ABOUT THIS TASK »
Nothing but the lines from the one containing "of the wanderlust" through the end of the data below may appear in the response, each one exact.

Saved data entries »
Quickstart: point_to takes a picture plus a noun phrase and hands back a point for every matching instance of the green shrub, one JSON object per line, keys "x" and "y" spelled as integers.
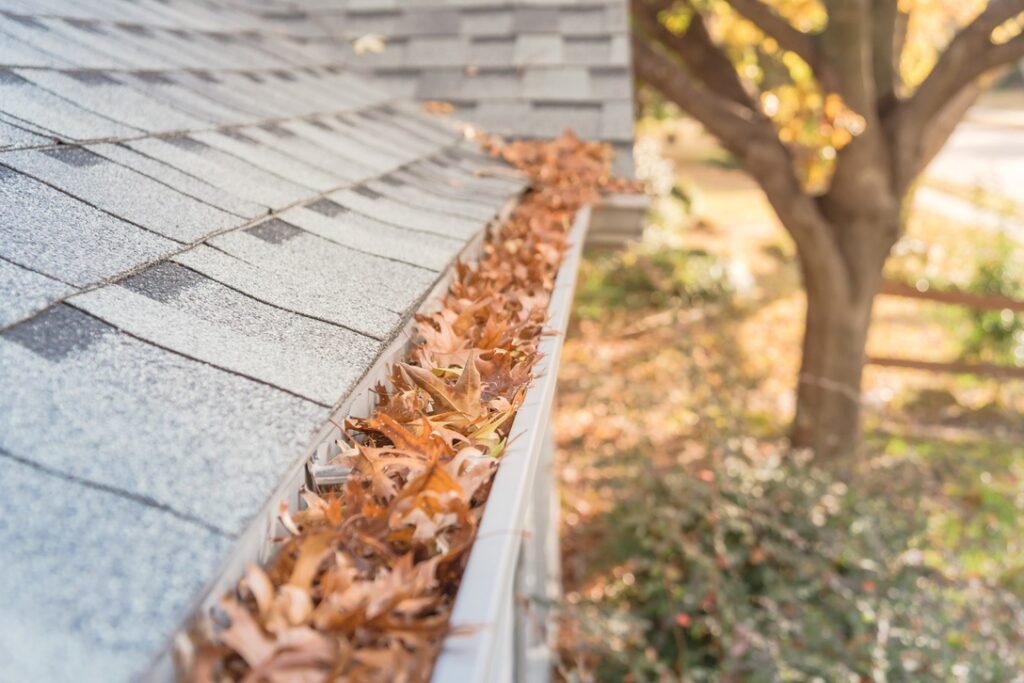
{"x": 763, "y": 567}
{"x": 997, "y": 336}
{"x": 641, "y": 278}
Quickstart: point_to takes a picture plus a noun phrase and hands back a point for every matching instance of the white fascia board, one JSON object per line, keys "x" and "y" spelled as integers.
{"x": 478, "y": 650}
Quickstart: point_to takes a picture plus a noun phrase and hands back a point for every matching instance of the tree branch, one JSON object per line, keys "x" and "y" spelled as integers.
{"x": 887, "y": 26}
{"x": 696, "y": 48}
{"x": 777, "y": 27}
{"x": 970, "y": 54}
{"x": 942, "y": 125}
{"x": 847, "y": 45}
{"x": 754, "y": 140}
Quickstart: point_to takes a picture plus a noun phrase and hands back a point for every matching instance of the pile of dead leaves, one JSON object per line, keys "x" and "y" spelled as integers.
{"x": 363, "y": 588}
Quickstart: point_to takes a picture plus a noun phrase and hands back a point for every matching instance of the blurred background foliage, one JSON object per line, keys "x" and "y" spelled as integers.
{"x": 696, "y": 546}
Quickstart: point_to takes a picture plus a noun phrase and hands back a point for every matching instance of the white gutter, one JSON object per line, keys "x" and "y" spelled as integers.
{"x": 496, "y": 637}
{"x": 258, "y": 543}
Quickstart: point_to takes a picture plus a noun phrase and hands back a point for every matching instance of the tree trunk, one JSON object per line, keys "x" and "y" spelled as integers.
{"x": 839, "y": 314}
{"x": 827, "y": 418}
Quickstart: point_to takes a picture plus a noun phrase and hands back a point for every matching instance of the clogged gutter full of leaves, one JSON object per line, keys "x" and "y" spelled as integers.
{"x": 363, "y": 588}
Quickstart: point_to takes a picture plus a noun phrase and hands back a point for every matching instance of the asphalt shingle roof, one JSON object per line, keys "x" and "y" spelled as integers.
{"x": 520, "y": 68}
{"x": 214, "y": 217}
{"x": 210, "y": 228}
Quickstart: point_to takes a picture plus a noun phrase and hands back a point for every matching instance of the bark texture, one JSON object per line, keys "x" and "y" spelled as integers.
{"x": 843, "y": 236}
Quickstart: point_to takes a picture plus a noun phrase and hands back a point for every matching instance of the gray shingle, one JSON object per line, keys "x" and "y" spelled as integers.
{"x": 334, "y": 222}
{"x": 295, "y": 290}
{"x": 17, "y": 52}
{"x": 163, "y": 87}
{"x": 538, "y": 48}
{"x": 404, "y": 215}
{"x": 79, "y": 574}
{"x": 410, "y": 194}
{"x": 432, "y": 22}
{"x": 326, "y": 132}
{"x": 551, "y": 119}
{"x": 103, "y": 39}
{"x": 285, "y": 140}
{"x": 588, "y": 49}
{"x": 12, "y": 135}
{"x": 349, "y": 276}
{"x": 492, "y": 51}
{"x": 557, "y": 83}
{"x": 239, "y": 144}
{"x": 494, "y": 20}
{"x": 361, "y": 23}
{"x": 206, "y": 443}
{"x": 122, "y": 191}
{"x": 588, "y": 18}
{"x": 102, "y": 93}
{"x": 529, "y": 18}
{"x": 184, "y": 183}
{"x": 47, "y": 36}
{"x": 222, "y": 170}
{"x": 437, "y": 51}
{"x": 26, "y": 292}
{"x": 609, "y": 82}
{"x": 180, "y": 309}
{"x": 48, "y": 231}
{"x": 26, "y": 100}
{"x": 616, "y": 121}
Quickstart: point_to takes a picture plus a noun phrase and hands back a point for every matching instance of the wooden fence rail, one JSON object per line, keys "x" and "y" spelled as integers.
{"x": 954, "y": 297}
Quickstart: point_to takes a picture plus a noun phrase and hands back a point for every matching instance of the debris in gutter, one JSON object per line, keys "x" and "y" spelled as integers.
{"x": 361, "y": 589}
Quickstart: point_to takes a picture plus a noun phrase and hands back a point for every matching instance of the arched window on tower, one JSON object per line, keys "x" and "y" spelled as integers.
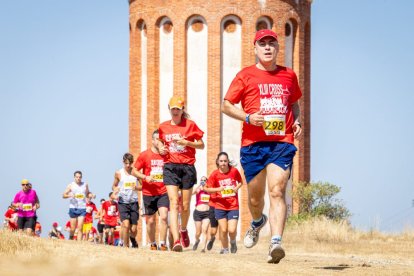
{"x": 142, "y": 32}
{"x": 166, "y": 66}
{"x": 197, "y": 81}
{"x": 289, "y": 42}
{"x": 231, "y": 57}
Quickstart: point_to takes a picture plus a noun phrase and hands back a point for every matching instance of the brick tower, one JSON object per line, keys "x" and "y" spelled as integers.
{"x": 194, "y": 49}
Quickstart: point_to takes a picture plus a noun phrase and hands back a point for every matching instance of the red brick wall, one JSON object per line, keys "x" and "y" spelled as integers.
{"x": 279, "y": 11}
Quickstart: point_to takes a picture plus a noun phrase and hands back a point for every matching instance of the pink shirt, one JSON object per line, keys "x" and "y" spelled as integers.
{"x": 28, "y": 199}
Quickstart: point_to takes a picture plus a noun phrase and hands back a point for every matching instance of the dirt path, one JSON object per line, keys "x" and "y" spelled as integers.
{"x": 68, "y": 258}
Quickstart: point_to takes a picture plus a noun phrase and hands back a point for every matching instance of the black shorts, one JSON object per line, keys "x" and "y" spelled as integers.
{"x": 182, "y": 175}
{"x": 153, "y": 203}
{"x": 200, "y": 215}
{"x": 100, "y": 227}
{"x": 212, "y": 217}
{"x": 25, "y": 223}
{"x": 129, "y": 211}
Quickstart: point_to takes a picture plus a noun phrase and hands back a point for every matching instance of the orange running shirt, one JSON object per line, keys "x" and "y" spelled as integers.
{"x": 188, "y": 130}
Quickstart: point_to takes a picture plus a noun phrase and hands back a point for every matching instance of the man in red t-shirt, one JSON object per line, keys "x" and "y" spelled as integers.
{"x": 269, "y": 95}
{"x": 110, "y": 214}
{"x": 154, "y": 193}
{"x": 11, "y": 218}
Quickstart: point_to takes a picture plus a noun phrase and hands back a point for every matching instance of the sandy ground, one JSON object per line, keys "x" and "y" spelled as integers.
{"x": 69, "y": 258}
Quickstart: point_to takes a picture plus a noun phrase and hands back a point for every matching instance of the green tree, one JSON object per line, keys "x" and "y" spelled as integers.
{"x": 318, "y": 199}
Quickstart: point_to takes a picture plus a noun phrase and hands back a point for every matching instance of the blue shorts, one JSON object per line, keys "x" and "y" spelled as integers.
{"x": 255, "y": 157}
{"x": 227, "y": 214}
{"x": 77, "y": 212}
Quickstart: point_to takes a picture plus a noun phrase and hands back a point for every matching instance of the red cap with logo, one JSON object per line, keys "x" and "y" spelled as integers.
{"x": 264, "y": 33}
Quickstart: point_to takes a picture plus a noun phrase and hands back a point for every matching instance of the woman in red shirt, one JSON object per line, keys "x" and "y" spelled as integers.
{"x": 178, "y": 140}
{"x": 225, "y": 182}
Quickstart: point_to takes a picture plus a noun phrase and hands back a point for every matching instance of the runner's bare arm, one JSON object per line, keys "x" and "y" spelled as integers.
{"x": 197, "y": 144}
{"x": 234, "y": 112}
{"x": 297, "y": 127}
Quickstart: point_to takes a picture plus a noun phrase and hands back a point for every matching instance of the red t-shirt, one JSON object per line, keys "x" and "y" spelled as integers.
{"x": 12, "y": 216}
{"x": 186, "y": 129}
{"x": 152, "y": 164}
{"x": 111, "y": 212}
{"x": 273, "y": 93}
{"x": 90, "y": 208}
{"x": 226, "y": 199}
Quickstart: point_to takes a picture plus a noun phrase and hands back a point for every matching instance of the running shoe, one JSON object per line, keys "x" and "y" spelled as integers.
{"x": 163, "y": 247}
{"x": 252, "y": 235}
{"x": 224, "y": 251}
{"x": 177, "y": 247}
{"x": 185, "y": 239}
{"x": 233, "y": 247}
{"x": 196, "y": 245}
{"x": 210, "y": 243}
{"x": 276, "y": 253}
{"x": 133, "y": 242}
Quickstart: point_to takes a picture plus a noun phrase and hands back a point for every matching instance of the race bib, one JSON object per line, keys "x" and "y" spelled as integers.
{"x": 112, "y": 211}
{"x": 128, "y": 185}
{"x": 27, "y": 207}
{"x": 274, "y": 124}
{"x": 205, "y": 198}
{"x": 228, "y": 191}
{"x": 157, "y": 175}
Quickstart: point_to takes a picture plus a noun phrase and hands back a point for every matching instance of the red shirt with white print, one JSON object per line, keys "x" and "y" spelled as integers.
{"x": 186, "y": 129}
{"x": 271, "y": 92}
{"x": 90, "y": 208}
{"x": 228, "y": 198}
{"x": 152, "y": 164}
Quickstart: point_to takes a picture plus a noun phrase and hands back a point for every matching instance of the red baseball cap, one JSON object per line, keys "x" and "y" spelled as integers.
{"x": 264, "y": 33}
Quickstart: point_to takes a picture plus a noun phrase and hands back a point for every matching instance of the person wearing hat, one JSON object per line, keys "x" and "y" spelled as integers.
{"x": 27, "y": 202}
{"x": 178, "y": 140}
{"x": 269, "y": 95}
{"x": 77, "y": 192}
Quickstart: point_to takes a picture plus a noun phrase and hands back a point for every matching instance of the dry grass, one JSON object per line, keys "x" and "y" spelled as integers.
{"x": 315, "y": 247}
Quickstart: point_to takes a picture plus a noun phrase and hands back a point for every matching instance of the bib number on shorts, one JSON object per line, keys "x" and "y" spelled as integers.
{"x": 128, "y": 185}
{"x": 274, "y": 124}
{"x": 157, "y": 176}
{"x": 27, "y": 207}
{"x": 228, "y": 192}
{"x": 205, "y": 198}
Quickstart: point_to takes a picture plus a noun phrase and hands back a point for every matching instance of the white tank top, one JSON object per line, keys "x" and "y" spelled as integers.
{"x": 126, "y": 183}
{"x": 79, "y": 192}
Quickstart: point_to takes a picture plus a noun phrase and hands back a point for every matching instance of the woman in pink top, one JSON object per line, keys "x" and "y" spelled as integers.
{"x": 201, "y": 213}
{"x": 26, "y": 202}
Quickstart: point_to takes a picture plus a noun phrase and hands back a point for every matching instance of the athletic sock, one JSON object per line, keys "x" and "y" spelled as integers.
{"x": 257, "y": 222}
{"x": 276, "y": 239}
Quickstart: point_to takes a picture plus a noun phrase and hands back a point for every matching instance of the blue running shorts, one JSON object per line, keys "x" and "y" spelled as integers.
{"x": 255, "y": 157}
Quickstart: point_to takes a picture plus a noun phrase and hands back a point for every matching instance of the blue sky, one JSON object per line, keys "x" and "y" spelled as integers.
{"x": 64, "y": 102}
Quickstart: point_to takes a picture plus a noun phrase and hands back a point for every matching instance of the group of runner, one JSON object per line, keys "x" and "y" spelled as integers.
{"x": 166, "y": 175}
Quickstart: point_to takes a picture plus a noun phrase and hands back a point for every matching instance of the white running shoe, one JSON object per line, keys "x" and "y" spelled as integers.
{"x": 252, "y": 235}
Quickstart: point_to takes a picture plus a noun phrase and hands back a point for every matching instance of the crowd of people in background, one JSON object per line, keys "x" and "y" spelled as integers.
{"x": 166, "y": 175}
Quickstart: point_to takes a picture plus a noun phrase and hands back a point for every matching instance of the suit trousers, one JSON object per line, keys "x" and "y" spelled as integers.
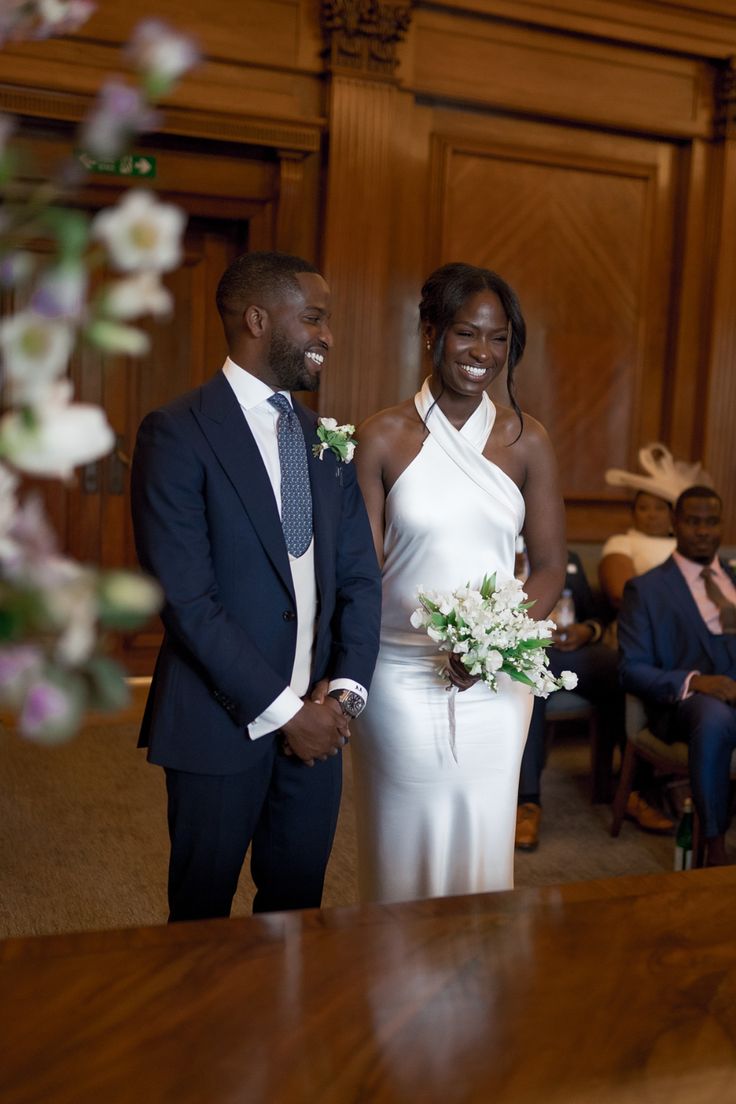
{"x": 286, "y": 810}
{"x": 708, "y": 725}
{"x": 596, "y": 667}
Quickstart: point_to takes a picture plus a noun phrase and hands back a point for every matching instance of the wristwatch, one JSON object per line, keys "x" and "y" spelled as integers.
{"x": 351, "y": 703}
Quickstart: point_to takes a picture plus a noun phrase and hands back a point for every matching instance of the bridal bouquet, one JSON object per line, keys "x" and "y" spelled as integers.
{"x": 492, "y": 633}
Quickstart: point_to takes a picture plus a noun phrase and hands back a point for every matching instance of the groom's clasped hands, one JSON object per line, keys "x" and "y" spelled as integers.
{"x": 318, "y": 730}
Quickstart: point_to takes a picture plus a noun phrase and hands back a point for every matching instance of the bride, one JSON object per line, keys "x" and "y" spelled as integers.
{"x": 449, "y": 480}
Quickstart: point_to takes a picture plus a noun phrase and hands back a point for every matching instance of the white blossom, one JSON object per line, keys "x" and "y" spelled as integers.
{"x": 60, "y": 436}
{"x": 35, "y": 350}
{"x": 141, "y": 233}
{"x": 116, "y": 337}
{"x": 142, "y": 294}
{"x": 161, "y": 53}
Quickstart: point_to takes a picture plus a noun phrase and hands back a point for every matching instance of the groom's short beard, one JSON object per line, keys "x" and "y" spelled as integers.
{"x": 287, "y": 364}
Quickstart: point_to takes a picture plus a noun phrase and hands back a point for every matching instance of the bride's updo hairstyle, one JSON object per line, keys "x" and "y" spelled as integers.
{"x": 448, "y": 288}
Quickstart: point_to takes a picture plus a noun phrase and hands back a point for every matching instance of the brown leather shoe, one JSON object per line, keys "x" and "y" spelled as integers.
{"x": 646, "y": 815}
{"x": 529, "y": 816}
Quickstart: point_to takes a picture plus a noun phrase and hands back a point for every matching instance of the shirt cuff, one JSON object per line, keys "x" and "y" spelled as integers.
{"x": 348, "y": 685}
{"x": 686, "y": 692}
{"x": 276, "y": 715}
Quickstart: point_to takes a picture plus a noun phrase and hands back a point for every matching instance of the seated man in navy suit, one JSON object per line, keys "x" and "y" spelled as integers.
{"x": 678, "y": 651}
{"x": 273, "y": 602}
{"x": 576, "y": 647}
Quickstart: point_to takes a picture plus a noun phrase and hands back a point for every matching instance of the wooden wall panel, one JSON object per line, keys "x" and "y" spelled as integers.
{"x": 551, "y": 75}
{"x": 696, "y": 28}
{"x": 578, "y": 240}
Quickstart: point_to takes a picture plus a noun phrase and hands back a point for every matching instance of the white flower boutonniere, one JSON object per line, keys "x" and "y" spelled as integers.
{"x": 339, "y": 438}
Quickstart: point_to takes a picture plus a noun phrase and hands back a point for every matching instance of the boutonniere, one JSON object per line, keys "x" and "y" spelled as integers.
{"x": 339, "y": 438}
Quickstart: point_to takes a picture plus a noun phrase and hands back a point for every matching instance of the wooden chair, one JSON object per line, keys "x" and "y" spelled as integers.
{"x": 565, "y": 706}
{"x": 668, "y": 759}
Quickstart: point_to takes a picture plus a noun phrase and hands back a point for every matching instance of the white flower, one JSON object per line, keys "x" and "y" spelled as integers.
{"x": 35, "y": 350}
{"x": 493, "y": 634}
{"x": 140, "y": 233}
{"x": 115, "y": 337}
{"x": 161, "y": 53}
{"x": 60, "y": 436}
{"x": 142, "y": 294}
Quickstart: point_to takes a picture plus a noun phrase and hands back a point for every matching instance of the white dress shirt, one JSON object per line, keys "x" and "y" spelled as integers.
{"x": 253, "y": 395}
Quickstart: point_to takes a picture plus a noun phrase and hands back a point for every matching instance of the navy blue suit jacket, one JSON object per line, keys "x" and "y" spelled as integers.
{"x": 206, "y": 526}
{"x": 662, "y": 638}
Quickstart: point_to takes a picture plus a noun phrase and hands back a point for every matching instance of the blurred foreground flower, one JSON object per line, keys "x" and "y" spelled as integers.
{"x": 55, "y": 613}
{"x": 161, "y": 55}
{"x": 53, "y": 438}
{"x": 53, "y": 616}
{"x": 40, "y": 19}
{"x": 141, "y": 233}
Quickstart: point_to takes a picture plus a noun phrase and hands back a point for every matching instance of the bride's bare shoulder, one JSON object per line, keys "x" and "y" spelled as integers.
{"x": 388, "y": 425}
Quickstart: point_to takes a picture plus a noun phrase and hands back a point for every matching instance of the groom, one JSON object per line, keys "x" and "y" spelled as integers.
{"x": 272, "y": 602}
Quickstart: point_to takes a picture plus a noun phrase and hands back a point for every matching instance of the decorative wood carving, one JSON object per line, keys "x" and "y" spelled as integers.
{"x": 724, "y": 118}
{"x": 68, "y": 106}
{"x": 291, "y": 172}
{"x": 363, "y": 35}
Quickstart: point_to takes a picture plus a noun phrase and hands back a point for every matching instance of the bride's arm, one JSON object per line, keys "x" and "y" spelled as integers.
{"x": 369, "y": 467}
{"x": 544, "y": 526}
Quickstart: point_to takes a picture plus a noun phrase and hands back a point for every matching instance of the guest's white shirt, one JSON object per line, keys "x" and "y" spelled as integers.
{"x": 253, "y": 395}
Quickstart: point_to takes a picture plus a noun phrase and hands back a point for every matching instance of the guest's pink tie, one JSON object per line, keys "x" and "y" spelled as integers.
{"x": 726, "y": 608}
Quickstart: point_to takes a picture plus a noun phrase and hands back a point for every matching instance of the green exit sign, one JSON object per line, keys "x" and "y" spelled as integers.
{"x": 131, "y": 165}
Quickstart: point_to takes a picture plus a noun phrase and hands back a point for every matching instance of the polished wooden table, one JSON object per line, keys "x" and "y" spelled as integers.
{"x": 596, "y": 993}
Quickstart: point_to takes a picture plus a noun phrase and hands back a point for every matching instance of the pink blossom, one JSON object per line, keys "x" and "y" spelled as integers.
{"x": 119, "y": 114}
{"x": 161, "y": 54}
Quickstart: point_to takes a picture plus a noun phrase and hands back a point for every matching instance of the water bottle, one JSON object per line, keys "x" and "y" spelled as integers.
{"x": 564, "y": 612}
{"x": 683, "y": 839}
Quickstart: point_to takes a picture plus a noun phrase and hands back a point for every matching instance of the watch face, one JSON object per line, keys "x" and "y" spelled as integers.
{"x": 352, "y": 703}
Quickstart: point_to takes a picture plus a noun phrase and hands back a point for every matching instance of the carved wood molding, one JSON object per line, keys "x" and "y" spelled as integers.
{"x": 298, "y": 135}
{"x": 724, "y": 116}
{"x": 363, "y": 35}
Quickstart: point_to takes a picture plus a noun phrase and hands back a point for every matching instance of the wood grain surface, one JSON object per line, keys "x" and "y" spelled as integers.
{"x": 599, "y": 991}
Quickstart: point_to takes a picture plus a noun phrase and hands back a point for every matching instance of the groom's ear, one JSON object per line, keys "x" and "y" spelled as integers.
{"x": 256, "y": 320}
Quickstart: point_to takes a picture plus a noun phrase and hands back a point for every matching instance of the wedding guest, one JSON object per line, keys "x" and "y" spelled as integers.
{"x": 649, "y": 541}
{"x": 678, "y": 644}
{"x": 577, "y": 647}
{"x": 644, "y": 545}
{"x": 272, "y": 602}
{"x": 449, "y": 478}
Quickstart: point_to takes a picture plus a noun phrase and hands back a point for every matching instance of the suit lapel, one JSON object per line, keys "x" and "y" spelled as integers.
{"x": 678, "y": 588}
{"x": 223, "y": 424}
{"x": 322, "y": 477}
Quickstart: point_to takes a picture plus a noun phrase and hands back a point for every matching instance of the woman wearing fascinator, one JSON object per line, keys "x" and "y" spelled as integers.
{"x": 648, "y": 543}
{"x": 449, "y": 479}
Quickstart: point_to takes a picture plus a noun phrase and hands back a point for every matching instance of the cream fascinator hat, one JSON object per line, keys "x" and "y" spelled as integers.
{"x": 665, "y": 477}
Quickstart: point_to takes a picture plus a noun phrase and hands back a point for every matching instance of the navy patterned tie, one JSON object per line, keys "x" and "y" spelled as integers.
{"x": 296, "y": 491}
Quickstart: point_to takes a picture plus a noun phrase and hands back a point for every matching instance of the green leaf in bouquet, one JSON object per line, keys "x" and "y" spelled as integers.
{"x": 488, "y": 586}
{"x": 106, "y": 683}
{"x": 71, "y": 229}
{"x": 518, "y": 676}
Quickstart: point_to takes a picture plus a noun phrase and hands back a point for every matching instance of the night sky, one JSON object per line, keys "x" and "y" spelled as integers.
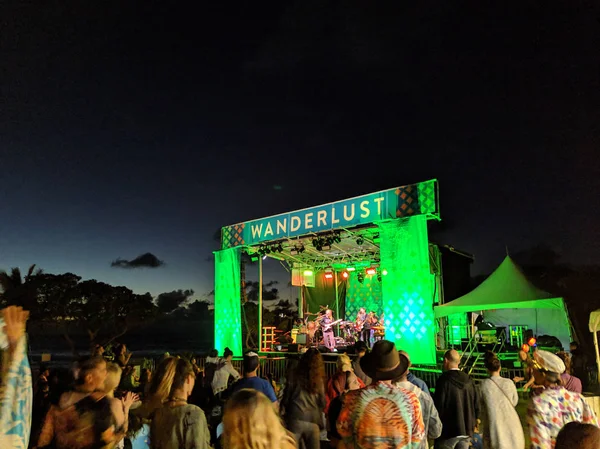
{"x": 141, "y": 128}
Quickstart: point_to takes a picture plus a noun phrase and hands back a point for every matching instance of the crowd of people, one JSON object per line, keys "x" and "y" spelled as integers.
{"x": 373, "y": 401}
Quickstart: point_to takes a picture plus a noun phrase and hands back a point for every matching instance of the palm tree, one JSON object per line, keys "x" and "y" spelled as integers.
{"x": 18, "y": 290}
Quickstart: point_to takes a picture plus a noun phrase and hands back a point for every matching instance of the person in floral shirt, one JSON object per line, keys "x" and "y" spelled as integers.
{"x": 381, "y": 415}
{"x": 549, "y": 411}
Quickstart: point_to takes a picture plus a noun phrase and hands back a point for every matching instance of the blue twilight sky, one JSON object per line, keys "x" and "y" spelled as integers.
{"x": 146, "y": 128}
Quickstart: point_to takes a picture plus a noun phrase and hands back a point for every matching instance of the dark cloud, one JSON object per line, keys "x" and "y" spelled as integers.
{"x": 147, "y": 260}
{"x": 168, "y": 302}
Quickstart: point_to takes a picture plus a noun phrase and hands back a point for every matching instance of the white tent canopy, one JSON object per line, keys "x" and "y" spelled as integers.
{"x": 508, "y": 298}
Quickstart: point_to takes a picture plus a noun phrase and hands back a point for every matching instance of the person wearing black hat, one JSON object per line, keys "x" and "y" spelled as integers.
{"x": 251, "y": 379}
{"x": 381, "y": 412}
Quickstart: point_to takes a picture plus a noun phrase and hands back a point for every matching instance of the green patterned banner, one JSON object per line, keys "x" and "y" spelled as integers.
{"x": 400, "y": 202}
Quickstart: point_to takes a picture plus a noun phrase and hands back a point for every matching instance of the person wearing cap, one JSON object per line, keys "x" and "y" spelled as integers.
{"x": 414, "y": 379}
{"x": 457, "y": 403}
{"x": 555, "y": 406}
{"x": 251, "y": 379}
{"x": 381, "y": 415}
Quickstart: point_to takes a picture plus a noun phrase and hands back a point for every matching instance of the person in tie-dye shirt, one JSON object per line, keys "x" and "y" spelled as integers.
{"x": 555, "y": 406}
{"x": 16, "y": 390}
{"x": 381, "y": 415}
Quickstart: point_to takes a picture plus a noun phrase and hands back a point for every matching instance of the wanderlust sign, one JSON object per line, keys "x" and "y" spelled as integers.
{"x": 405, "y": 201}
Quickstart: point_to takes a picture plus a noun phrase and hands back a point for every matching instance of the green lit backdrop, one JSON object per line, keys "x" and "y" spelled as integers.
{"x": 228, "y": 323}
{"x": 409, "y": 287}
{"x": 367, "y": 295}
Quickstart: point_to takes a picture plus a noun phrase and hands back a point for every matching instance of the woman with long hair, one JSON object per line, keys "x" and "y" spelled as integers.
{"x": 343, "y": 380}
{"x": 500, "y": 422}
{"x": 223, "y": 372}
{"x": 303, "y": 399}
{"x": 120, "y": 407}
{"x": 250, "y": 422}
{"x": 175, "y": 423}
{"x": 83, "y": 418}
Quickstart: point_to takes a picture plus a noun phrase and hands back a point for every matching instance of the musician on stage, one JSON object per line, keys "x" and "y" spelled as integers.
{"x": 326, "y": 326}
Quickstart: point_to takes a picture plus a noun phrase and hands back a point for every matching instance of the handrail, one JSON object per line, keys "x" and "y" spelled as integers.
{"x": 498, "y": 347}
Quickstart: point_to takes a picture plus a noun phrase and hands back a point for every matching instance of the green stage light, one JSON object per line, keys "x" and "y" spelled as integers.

WRITTEN SOLUTION »
Quickstart: point_to takes a picture plus a noun phrase and hands back a point for every matching instance of the wanderlust sign, one JSON object per line, keys "x" and "y" spelled as integers.
{"x": 405, "y": 201}
Quickstart: point_to takes a picture plus a noun phrase and hands back a point for every matching instance of the green lit backdrop, one JSON object per line, keys "x" and "y" spelled as integers.
{"x": 228, "y": 323}
{"x": 409, "y": 287}
{"x": 367, "y": 295}
Quickstart: point_to takes a picture plus a noun phrase and hands back a point for every matching instance of the woman with long hair, one JSON object per line, keys "x" and "y" spelled as integers.
{"x": 343, "y": 380}
{"x": 500, "y": 422}
{"x": 223, "y": 372}
{"x": 303, "y": 399}
{"x": 120, "y": 407}
{"x": 250, "y": 422}
{"x": 175, "y": 423}
{"x": 83, "y": 418}
Quickstart: point_to takes a picture plus a noun phrase and hands back a point for every matching instance of the musician on stage, one JSON object per line, keys "x" and "y" spelled as integers.
{"x": 326, "y": 326}
Quickstart: point_to takes a picture plus a noun phrase and hands back a point for every matching instance of the handrail, one JSON object per line, keys "x" and "y" spelled as integers.
{"x": 498, "y": 347}
Quickstart: point_to takes a picture plus a noun phrase and hands back a point for every matching instance of the green stage light, one JSON object per line, keys "x" and "y" spelled as integers.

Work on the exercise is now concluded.